» YOUR TASKS
[1] Print the stretch of the theater review from "This online production" through "despite being apart.".
[2] In the theater review, who created the props and miniature sets?
[3] Decide whether each statement agrees with the theater review: (a) Holum directs the online production. (b) Sara Crewe lives at a boarding school in Paris. (c) The actors perform together in the same room.

The pandemic hasn’t stopped the tradition of family-friendly December theater offerings, and Quintessence joins in with The Little Princess, Suli Holum and Priyanka Shetty’s adaptation of the Frances Hodgson Burnett classic A Little Princess. This performance successfully incorporates the participatory elements of live theater onscreen, but a clumsy adaptation from page to stage makes it difficult to recognize the beloved narrative.
This online production (Holum also directs) attempts to ease the awkwardness of Zoom theater in a number of ways, and interactive elements pepper the play—a nice touch to engage the young target audience. The show opens with the actors welcoming the viewers, some of whom have opted in to participating via Zoom. Everyone is invited to participate in the scenes, and viewers are occasionally addressed by the actors at different intervals. As each actor is physically separate from the others, the performance also utilizes props and miniature sets by You-Shin Chen (one room is even worn almost as a hat), a clever detail that allows the cast to set the scene and interact with their environment in a playful way despite being apart.
A show for the readers?
Sara Crewe is a rich, imaginative young girl living at a private boarding school in London, but her luxurious and pampered life takes a sudden turn with the death of her father and the loss of his fortune—but she is not without friends. The story at Quintessence, however, may be difficult to follow for those unfamiliar with the narrative, and relies heavily on audience members’ prior knowledge to make sense of the production. Characters and key plot elements are introduced abruptly in a way that may leave uninitiated viewers confused.

[Dataset entries]
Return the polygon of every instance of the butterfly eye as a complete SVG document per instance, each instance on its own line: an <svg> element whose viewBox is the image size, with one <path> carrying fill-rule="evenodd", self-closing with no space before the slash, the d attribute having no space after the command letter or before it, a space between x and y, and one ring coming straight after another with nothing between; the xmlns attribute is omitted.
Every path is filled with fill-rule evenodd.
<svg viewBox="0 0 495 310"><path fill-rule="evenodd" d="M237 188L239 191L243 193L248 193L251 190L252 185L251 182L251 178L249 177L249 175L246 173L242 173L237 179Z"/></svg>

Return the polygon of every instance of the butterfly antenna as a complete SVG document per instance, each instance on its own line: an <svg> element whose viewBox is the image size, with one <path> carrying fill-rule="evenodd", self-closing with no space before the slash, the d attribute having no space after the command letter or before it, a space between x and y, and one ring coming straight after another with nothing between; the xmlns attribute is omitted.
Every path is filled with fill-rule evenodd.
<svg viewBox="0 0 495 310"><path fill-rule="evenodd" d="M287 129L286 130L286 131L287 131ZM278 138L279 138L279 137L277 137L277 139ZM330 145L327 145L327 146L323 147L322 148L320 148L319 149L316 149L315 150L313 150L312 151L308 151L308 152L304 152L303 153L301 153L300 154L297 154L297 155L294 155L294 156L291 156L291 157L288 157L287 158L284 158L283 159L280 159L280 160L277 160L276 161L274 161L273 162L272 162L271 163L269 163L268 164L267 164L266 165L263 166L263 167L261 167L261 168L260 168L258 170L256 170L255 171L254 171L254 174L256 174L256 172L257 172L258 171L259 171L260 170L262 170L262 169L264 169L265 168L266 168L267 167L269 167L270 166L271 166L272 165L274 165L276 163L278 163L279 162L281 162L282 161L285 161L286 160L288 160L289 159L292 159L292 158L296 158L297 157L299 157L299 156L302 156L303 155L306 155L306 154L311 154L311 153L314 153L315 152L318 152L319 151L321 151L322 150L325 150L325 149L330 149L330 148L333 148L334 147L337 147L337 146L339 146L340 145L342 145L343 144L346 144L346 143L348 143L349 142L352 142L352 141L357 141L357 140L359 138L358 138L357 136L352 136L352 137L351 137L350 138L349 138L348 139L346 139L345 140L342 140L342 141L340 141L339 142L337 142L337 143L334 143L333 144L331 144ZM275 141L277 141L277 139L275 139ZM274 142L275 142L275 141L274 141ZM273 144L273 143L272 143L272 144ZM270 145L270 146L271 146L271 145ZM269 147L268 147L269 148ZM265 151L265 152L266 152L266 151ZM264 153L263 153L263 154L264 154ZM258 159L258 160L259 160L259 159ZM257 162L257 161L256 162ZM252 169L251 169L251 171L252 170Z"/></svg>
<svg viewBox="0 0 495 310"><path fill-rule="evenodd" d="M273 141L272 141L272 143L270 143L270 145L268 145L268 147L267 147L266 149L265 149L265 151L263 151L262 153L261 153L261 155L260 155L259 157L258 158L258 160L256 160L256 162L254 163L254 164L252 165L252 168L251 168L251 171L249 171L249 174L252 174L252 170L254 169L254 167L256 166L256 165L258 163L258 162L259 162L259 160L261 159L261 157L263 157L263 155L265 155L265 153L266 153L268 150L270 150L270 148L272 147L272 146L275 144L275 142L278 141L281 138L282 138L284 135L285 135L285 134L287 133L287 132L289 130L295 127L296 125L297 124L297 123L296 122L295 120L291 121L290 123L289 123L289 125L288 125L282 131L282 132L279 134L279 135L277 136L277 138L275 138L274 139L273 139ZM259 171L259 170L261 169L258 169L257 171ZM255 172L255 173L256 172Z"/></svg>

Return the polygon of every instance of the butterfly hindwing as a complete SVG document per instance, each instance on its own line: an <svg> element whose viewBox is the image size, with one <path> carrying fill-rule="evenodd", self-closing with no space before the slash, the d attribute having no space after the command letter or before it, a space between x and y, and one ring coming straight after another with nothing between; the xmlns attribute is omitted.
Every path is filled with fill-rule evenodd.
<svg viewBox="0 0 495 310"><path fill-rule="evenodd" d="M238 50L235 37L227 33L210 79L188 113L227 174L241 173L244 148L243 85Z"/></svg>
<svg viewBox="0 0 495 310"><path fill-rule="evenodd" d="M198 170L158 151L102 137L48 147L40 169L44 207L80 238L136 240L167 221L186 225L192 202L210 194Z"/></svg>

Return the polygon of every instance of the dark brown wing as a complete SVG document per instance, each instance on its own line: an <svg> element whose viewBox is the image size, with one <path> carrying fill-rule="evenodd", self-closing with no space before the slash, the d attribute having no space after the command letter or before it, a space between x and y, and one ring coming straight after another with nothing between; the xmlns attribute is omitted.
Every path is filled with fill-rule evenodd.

» SOLUTIONS
[1]
This online production (Holum also directs) attempts to ease the awkwardness of Zoom theater in a number of ways, and interactive elements pepper the play—a nice touch to engage the young target audience. The show opens with the actors welcoming the viewers, some of whom have opted in to participating via Zoom. Everyone is invited to participate in the scenes, and viewers are occasionally addressed by the actors at different intervals. As each actor is physically separate from the others, the performance also utilizes props and miniature sets by You-Shin Chen (one room is even worn almost as a hat), a clever detail that allows the cast to set the scene and interact with their environment in a playful way despite being apart.

[2] You-Shin Chen

[3]
(a) Yes: "(Holum also directs)"
(b) No: "living at a private boarding school in London"
(c) No: "As each actor is physically separate from the others"